Exercise inputs:

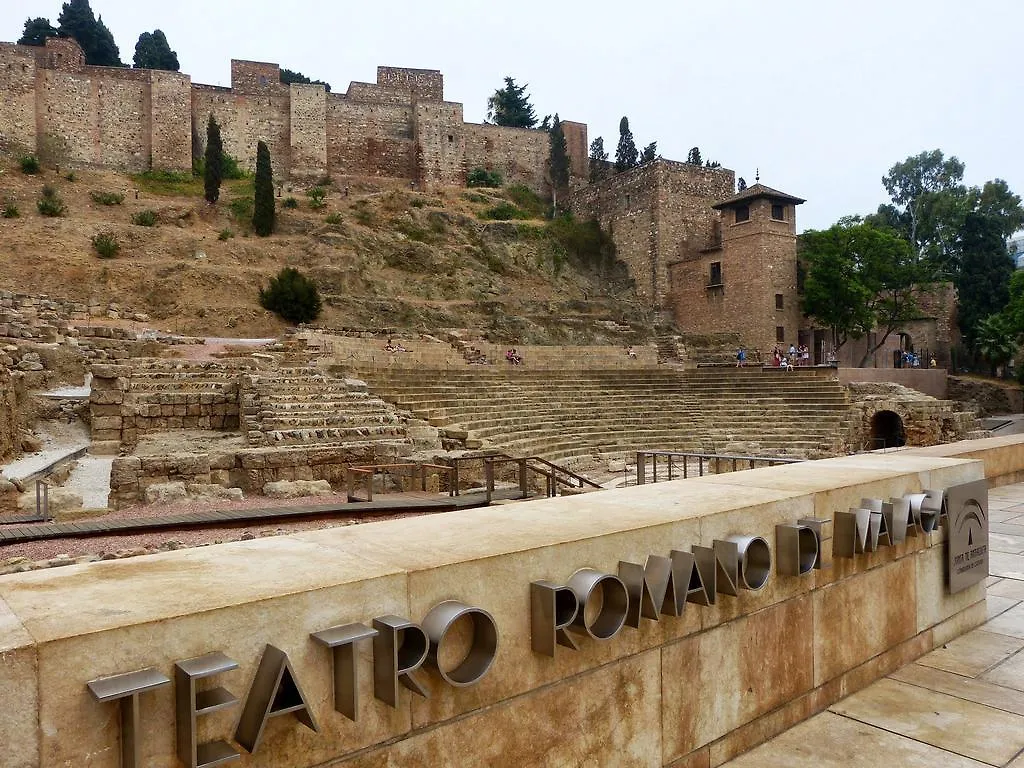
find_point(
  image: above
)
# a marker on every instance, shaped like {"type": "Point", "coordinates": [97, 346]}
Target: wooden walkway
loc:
{"type": "Point", "coordinates": [20, 531]}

Work task: Starting at the line with "# a marker on", copy every line up to and including the last one in the entries above.

The answer:
# a marker on every instance, shaped like {"type": "Point", "coordinates": [97, 346]}
Target: wooden walkway
loc:
{"type": "Point", "coordinates": [20, 531]}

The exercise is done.